Leopard
Lady: A Life in Verse
By Valerie Nieman
Press 53, 2018
ISBN 978-1-941209-89-9
78 pages
Review of Leopard Lady: A Life in Verse
by Rosemary Royston
I’ve had the
chance to meet Valerie Nieman on a couple occasions, as we both live in write
in Southern Appalachia and have crossed paths at various conferences and
readings. I was delighted to have the opportunity to review The Leopard Lady: A Life in Verse. Two
of the dominant temperaments working so well together in Nieman’s collection, as
Gregory Orr so aptly described them, are story and imagination. The title lets
the reader know she is about to embark on a life of a woman known as a “Leopard
Lady,” and curiosity alone lures the reader to want to know why someone would
have such a moniker. While the setting is clearly in Southern Appalachia, the
final poem, “Ghost Riders (Coney Island Museum, 1980)” is the clue to what
triggered Nieman’s imagination to conjure this collection of poems that are in
the voices of two characters: the Leopard Lady (Book I) and the Professor (Book
II), both of whom find themselves in the same traveling carnival. While the
setting is certainly non-traditional, the themes are universal, and sound, diction, and image bring these poems to life.
We are first
introduced to the Leopard Lady in the opening poem where she is not yet named.
What we learn, though, is that she is orphaned at birth – her “red-haired
mother died” during childbirth and she sees her father “only in that mirror”

▶ GIVEN INFORMATION:
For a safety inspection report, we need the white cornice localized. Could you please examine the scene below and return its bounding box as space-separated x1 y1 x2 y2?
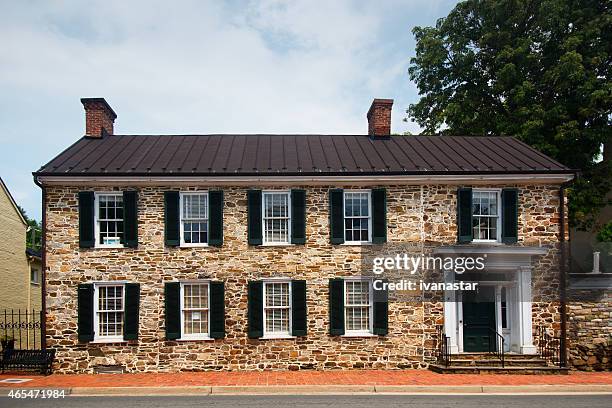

▶ EXERCISE:
According to the review of Leopard Lady, which two characters' voices are the poems written in?

▶ RESPONSE:
The Leopard Lady (Book I) and the Professor (Book II).